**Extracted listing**
------------------------------------------------
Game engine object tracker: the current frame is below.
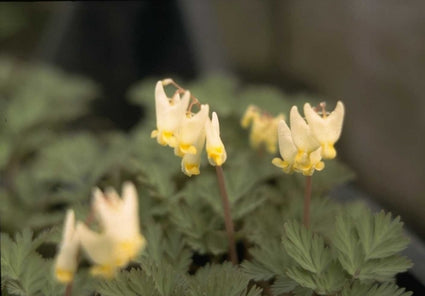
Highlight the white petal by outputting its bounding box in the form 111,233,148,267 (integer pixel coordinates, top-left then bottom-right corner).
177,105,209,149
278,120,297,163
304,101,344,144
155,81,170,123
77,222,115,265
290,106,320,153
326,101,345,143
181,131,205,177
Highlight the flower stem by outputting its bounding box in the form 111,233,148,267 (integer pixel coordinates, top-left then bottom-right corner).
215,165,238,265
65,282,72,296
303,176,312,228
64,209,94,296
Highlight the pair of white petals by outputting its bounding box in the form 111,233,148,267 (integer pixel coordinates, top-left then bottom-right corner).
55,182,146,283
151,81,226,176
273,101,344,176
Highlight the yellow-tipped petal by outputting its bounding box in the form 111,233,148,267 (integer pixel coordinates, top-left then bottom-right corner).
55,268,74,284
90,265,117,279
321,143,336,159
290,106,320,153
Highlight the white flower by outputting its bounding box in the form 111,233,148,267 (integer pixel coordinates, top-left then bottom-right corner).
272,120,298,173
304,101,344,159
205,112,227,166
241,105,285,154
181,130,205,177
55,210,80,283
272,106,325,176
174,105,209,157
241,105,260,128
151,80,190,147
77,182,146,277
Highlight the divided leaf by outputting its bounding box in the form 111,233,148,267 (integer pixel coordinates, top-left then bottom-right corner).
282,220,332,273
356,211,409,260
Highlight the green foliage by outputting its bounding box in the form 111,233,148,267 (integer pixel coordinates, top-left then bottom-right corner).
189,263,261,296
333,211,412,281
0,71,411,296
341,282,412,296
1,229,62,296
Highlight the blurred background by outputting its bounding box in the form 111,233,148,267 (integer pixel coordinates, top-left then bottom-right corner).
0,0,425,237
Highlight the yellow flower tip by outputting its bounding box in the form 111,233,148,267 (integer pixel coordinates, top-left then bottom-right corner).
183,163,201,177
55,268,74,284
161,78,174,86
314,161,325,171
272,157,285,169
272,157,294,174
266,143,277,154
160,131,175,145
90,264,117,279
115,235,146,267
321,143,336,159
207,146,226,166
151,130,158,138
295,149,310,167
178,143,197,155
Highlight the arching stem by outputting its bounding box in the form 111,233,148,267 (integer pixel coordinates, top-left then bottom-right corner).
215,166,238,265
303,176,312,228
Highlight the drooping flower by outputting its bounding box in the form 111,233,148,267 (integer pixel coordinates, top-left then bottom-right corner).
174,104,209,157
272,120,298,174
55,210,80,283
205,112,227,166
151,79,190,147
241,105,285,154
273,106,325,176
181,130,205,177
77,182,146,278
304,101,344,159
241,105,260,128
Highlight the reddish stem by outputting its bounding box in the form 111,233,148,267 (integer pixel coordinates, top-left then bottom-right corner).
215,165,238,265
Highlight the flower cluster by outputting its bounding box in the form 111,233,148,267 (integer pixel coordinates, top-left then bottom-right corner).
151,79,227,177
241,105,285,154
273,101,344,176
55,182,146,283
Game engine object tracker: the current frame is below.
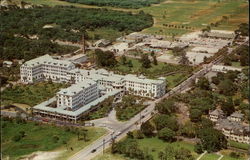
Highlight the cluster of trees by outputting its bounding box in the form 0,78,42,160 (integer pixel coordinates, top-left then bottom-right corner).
------------------------------------------------
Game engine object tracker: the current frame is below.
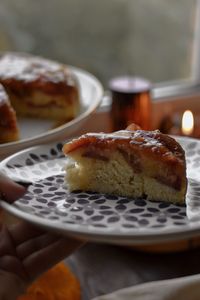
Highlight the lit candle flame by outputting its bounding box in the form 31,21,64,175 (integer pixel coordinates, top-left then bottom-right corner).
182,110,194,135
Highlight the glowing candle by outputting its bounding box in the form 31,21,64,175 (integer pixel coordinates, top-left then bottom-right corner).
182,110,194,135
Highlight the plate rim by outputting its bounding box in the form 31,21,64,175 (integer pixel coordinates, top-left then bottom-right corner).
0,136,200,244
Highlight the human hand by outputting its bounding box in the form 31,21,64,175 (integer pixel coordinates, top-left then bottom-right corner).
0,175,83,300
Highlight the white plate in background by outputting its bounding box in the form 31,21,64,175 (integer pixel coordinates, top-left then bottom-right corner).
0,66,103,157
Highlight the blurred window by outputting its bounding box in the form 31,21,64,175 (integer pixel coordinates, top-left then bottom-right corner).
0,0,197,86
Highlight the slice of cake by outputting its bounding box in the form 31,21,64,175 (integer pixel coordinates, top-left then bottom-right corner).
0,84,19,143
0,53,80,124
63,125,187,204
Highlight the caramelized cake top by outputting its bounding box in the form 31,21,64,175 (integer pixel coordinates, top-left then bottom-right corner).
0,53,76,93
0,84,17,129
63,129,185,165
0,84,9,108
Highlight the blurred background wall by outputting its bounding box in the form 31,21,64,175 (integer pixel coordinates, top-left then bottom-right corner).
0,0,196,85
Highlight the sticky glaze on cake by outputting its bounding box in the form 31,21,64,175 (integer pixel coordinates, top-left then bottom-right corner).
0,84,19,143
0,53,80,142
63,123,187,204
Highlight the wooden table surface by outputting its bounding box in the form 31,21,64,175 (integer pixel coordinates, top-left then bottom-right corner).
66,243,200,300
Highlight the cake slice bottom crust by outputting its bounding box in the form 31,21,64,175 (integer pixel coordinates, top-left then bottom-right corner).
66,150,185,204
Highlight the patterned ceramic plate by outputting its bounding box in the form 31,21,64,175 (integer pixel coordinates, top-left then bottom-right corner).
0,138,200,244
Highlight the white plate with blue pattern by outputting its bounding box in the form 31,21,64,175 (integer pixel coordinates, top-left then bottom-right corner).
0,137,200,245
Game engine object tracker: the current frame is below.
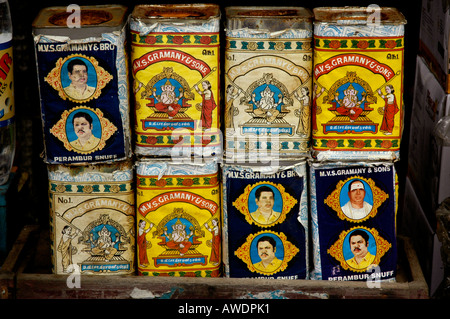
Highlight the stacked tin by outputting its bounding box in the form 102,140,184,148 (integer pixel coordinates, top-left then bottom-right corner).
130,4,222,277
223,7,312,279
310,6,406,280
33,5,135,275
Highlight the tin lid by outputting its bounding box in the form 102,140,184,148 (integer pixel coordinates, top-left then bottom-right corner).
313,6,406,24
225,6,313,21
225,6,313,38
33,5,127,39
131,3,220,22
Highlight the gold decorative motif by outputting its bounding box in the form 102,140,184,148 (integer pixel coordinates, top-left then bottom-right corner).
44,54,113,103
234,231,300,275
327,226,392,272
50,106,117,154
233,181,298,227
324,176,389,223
------------------------------------------------
**What to work on**
Present the lines of the listing from the line containing "Highlight the human" through the line containing "33,5,135,275", both included, as a Markdown table with the columns "Row" and "Line", omitting blank lines and leaving out the pictures.

**Solved exercise**
| Row | Line |
|---|---|
| 1 | Highlight the human hand by outputting its bounding box in the form 31,21,64,175 (integer pixel coordinates, top-left then bottom-right corner). |
| 2 | 0,175,83,300 |
| 3 | Highlight the white plate in background by outputting its bounding box in the form 31,21,64,175 (integer pixel coordinates, top-left then bottom-right corner). |
| 4 | 0,66,103,157 |
| 5 | Highlight the blurred window by outputting its bounding box in the form 31,21,64,175 (integer pixel coordinates, top-left then bottom-right corner). |
| 6 | 0,0,197,86 |
| 7 | Highlight the slice of cake by outputting its bounding box in the form 31,21,64,175 (integer pixel coordinates, top-left then bottom-right corner). |
| 8 | 0,84,19,143 |
| 9 | 0,53,80,124 |
| 10 | 63,125,187,204 |
| 11 | Highlight the caramelized cake top by outputting its bounding box in the form 31,21,64,175 (integer pixel coordinates, top-left then bottom-right corner). |
| 12 | 0,53,76,93 |
| 13 | 0,84,17,129 |
| 14 | 63,129,185,165 |
| 15 | 0,84,9,108 |
| 16 | Highlight the blurred background wall by outputting its bounding box in the form 31,21,64,175 (integer pixel coordinates, top-left then bottom-right corner). |
| 17 | 0,0,196,85 |
| 18 | Highlight the sticky glaze on cake by outputting its bounding box in the form 31,21,64,175 (integer pixel coordinates, top-left then bottom-right corner). |
| 19 | 0,84,19,143 |
| 20 | 0,53,80,142 |
| 21 | 63,123,187,204 |
| 22 | Highlight the wooden table surface by outputting its bounding box in the form 31,21,64,175 (integer pixel coordinates, top-left then bottom-right corner). |
| 23 | 66,243,200,300 |
| 24 | Highlight the cake slice bottom crust by outputting its bounding box in the form 31,21,64,175 (integer pixel coordinates, top-left then bottom-right corner). |
| 25 | 66,150,185,204 |
| 26 | Highlight the patterned ceramic plate by outputting its bounding box in the form 31,21,64,175 (integer pixel coordinates, top-left then bottom-right corner). |
| 27 | 0,138,200,244 |
| 28 | Highlight the white plate with blue pattern by outputting its bounding box in the form 31,21,64,175 (integer pixel coordinates, top-left then bottom-right corner). |
| 29 | 0,137,200,245 |
| 30 | Game engine object tracker: the current frame is below. |
| 31 | Highlight the stacked tin by outputting its bounding box in the form 102,140,184,148 (integer pixel coordinates, top-left then bottom-right corner). |
| 32 | 130,4,222,277 |
| 33 | 223,7,312,279 |
| 34 | 310,6,406,280 |
| 35 | 33,5,135,275 |